===== READING PASSAGE =====
# Introducing "Kip"...he's coming home this week!



## Jerry'sMom (May 5, 2009)

I'm so excited I can barely stand it! At last, I have found my own special pup! He is a creme smooth coat male and 7 months old. He is AKC and from Champion Mom and Dad. He missed being a show dog by one undescended testicle--LOL. 
I had such a good time with him at the Breeder's house. The "name game" is really a tough thing, isn't it? I settled on Kip. It's easy to say and, well, a little name for a little dog...
Kip will be coming home Friday. I will try to post some pics below.


----------



## FBRaRrN (May 1, 2006)

Awww he is soo cute.


----------



## N*T*M*4U (Nov 10, 2008)

he's so beautiful...you know we need more pictures!!......


----------



## Jerry'sMom (May 5, 2009)

Nana4u said:


> he's so beautiful...you know we need more pictures!!......


I'm posting an album on my profile page.


----------



## Lin (Jun 7, 2006)

OMG!!! He is one gorgeous little dog. Congrats!


----------



## Brodysmom (Jan 8, 2009)

I'm so excited for you! Kip is a darling name. He is very beautiful! I love his face and expression. How lucky for you to get him!! Post more pictures when you get him home! And tell us all about him. 

Brodysmom


----------



## unchienne (Mar 29, 2009)

Oh, he's precious. You're so lucky.


----------



## SinaBChis (Feb 23, 2008)

Gorgeous! I LOVE him!


----------



## Harley's Mom (Feb 5, 2009)

Congratulations! He is absolutely adorable. Well lucky for you, he had that pesky undescended testicle!! Fate has a funny way of working sometimes! I can't wait to see many more pics of your sweet Kip as he grows into the handsome boy I know he will.


----------



## mggy91au (Jan 2, 2009)

Absolutely adorable!!! Huey missed out on being a show dog for the same reason. Poor little rejected thing  ......but it is to our advantage and he will make a wonderful pet just like our Huey (who has NO testicles now.)


----------



## pigeonsheep (Nov 8, 2008)

what a cutie! he looks so sad though


----------



## carachi (Mar 20, 2005)

Oh wow he is absolutely gorgeous!! He looks like my Holle but as a smooth coat


----------



## *Princess* (Feb 7, 2009)

so cute!
congras to you on your furbaby


----------



## Jerry'sMom (May 5, 2009)
===== PROVIDED RECORDS =====
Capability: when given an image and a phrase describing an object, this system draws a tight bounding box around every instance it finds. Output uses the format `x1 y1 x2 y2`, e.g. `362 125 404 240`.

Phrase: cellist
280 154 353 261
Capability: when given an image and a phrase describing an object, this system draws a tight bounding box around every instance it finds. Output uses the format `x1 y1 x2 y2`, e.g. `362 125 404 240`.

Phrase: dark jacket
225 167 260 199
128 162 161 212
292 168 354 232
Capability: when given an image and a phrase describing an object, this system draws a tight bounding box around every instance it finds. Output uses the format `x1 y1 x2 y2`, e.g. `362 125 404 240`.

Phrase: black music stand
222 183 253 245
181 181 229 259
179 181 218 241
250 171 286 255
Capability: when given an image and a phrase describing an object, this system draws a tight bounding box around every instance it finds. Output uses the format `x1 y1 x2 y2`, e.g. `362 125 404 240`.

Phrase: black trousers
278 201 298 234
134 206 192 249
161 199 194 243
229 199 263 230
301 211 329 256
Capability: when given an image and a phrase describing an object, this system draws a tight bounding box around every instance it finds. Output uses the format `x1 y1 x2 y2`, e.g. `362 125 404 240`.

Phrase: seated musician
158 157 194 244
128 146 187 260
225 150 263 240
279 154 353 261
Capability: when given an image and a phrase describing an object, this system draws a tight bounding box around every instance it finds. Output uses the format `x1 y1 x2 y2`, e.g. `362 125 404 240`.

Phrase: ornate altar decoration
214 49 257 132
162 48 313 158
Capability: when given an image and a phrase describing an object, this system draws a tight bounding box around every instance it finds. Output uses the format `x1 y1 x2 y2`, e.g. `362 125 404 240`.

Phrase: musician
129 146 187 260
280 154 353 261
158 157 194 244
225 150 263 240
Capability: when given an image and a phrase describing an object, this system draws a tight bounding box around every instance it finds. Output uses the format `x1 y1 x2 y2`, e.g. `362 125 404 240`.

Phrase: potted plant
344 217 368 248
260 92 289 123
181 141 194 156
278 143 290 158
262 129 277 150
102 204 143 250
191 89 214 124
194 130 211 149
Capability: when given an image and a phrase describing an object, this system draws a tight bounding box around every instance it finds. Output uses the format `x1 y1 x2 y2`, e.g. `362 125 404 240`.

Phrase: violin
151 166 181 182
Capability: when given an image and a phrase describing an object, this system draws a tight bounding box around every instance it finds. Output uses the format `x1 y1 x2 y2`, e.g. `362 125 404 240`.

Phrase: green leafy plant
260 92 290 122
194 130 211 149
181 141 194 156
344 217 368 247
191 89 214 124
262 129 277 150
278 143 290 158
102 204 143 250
=====
===== PROVIDED RECORDS =====
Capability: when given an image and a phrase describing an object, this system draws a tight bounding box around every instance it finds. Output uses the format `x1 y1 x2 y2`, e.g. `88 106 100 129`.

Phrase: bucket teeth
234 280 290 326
=====
DO THIS: Reproduce word for word the part of the forum thread about Kip from "I had such a" to "some pics below.".

RESPONSE BELOW:
I had such a good time with him at the Breeder's house. The "name game" is really a tough thing, isn't it? I settled on Kip. It's easy to say and, well, a little name for a little dog...
Kip will be coming home Friday. I will try to post some pics below.